YOUR TASK:
Copy out every line of the listing below word for word, leaving out the pictures.

INFORMATION SUPPLIED:
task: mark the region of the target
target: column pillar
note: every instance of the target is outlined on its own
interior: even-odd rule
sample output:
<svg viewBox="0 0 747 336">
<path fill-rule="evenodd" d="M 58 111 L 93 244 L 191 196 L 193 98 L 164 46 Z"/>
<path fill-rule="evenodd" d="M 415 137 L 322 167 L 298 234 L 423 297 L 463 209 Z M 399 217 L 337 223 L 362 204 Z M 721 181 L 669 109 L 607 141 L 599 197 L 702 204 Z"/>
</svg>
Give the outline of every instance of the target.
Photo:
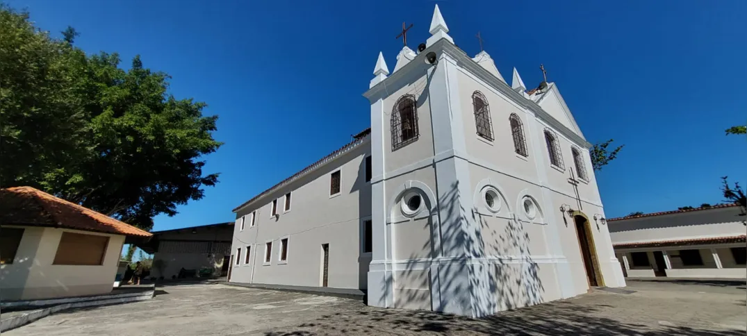
<svg viewBox="0 0 747 336">
<path fill-rule="evenodd" d="M 716 252 L 716 249 L 710 249 L 710 254 L 713 255 L 713 261 L 716 261 L 716 268 L 719 270 L 724 268 L 724 266 L 721 264 L 721 258 L 719 258 L 719 253 Z"/>
</svg>

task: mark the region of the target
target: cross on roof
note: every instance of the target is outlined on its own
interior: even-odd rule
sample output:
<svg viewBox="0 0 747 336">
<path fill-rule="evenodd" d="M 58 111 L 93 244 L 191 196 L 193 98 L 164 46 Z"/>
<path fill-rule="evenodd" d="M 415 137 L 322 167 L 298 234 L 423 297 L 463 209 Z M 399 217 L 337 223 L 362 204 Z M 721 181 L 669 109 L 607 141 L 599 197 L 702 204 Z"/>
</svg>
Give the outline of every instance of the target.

EXERCISE RESPONSE:
task: mark the region of the target
target: column pillar
note: every instance of the target is outlined on its own
interior: even-odd rule
sample output:
<svg viewBox="0 0 747 336">
<path fill-rule="evenodd" d="M 58 111 L 93 244 L 191 196 L 193 98 L 164 46 Z"/>
<path fill-rule="evenodd" d="M 415 137 L 322 167 L 298 234 L 423 297 L 463 209 Z M 399 217 L 337 223 L 362 204 Z M 721 181 L 669 109 L 607 141 L 599 197 L 702 204 Z"/>
</svg>
Give the outline of every instance of the target.
Photo:
<svg viewBox="0 0 747 336">
<path fill-rule="evenodd" d="M 716 252 L 716 249 L 710 249 L 710 254 L 713 255 L 713 261 L 716 261 L 716 268 L 719 270 L 724 268 L 724 266 L 721 264 L 721 258 L 719 258 L 719 253 Z"/>
</svg>

task: mark the region of the target
target: cross on roof
note: every instance of the target is outlined on its own
interior: even-odd rule
sample output:
<svg viewBox="0 0 747 336">
<path fill-rule="evenodd" d="M 58 111 L 93 244 L 191 196 L 193 98 L 164 46 Z"/>
<path fill-rule="evenodd" d="M 415 137 L 322 167 L 298 234 L 423 297 L 463 209 Z M 399 217 L 337 223 L 362 204 Z M 721 181 L 669 109 L 607 141 L 599 197 L 702 204 Z"/>
</svg>
Give the outline of every instance of the target.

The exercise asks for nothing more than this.